§ Exercise input
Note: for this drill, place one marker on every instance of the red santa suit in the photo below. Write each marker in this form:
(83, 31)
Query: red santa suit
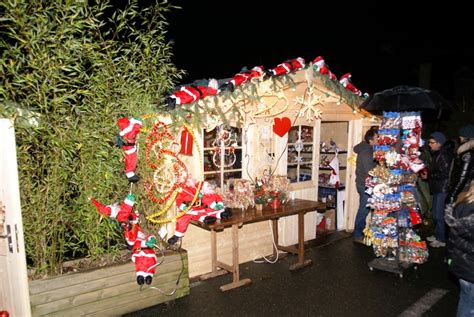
(123, 213)
(143, 255)
(345, 80)
(208, 205)
(288, 66)
(243, 77)
(129, 130)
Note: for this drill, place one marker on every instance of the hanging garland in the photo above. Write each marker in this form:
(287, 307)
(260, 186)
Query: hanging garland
(159, 182)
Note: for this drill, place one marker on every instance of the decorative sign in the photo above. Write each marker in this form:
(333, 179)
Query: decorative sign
(281, 126)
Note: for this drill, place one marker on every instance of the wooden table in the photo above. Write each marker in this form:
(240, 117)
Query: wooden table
(251, 215)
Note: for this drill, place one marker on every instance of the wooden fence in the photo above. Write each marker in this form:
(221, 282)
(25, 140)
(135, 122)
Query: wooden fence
(109, 291)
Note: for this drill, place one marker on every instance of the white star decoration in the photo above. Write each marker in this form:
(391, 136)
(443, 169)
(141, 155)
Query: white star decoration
(309, 104)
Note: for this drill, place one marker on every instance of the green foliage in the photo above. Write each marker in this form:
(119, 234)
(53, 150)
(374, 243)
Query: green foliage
(69, 70)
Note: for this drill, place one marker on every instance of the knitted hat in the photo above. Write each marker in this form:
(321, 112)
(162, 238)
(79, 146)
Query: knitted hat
(467, 131)
(439, 137)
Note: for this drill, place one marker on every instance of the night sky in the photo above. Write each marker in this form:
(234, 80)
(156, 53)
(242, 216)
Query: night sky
(381, 43)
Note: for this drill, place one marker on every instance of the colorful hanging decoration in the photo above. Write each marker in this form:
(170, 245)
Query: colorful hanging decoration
(281, 126)
(392, 186)
(207, 208)
(225, 139)
(186, 142)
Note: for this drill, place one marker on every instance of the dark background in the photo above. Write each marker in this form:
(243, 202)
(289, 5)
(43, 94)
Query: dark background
(381, 43)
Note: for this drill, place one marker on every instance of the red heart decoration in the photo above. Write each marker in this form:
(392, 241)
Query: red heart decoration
(281, 126)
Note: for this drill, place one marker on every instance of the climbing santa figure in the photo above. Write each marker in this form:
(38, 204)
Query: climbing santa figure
(345, 80)
(322, 68)
(123, 212)
(287, 66)
(191, 93)
(143, 254)
(129, 130)
(207, 207)
(334, 178)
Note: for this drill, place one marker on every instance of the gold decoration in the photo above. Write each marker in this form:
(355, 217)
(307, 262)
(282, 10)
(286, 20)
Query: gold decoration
(309, 103)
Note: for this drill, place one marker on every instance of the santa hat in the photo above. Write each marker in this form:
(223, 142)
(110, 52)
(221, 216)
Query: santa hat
(213, 85)
(345, 77)
(101, 208)
(126, 125)
(258, 69)
(123, 123)
(318, 61)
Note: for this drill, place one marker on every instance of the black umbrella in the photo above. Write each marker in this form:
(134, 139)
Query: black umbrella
(404, 98)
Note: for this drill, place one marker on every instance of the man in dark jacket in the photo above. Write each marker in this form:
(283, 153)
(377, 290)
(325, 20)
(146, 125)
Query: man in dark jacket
(463, 171)
(460, 219)
(442, 156)
(365, 162)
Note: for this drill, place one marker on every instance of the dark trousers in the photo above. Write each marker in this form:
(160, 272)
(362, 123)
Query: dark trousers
(362, 213)
(438, 215)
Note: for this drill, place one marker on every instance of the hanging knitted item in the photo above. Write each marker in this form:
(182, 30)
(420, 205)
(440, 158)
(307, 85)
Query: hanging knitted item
(186, 142)
(334, 179)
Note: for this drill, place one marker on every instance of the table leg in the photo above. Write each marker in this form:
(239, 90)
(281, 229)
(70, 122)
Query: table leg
(275, 236)
(301, 261)
(214, 263)
(236, 281)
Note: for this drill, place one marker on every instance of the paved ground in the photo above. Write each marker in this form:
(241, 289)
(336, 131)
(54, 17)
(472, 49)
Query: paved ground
(339, 283)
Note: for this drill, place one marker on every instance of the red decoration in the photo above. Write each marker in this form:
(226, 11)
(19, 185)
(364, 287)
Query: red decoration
(281, 126)
(186, 143)
(415, 217)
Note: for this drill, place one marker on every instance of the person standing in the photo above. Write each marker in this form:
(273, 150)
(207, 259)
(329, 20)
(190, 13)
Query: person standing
(463, 171)
(460, 219)
(365, 162)
(442, 156)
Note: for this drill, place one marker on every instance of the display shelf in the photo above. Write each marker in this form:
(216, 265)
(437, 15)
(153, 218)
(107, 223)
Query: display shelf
(331, 152)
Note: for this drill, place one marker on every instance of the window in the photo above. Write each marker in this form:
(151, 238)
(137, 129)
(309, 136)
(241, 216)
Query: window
(222, 144)
(300, 154)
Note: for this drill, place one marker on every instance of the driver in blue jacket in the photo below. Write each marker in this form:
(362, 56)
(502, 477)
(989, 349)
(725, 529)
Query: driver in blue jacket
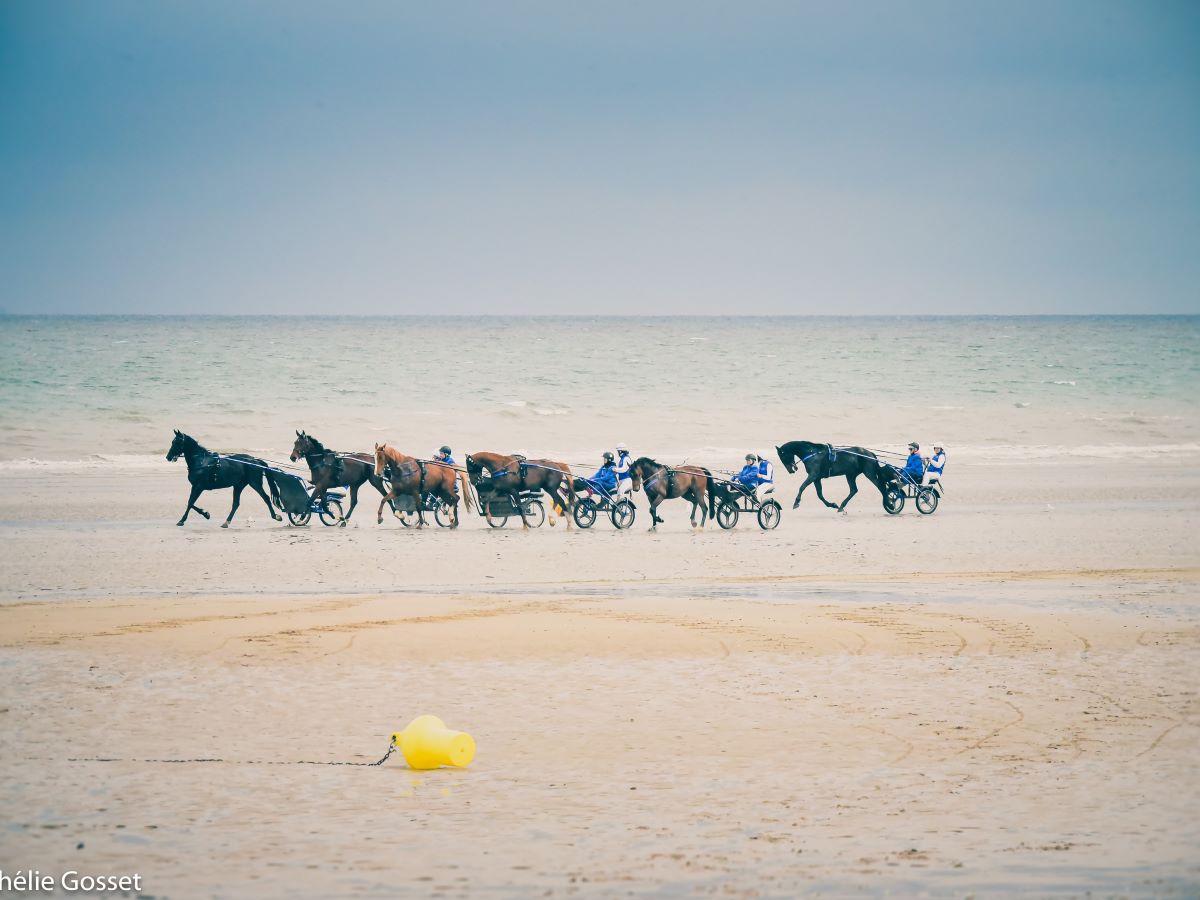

§ Work required
Report how many lines in the records contain the word "paved". Give only the number.

§ Final result
2